* What this task involves:
Update the lines from the start through the line containing "[0, 118, 402, 285]" by replacing "metal support pole" with "steel post", leaving everything else unchanged. Give back only those lines.

::: Supplied data :::

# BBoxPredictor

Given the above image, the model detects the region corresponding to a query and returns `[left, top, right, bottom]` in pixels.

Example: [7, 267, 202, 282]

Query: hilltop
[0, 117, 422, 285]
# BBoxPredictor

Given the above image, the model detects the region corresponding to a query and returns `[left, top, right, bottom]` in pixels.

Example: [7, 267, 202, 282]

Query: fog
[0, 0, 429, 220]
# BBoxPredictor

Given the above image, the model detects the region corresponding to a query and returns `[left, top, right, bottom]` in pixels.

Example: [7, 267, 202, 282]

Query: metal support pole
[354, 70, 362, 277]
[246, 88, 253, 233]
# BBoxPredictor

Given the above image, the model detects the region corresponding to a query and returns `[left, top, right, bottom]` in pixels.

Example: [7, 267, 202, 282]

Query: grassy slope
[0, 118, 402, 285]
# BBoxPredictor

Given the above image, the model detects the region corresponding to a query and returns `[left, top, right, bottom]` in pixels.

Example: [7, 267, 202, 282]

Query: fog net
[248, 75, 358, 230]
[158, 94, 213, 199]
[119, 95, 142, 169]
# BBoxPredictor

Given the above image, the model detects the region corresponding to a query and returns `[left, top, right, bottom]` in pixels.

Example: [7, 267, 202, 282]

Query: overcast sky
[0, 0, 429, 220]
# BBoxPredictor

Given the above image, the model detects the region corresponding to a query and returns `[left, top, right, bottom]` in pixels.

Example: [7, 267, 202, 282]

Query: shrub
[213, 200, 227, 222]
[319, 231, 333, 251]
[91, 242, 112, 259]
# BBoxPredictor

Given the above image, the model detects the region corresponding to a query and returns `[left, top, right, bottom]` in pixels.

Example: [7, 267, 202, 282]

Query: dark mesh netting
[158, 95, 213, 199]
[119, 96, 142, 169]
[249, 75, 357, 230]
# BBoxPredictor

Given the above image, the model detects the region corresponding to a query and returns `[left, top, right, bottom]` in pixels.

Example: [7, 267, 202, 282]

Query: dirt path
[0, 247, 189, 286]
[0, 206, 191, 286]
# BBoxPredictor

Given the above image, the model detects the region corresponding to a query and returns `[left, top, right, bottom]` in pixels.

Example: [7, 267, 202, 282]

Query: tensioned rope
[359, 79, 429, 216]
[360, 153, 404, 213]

:::

* Result of this task:
# BBoxPredictor

Given the above image, the model detects the region corresponding to a query and returns `[left, top, right, bottom]` in pixels.

Example: [7, 267, 202, 282]

Query: hilltop
[0, 117, 422, 285]
# BBoxPredictor

Given the above image, the model detects the region corresponding to a query and returns `[left, top, right, bottom]` in pixels.

Example: [7, 267, 202, 282]

Query: fog
[0, 0, 429, 220]
# BBoxPredictor

Given the above image, the model detects the region corresponding to a query and returns `[left, top, right, bottom]` in pixels.

Example: [7, 267, 202, 282]

Query: steel post
[354, 70, 362, 277]
[246, 88, 253, 233]
# BBoxPredictor

Given the above image, the model detects the region corresponding to a query and returns `[left, top, right, bottom]` in pixels.

Example: [7, 267, 202, 282]

Query: grassy slope
[0, 118, 402, 285]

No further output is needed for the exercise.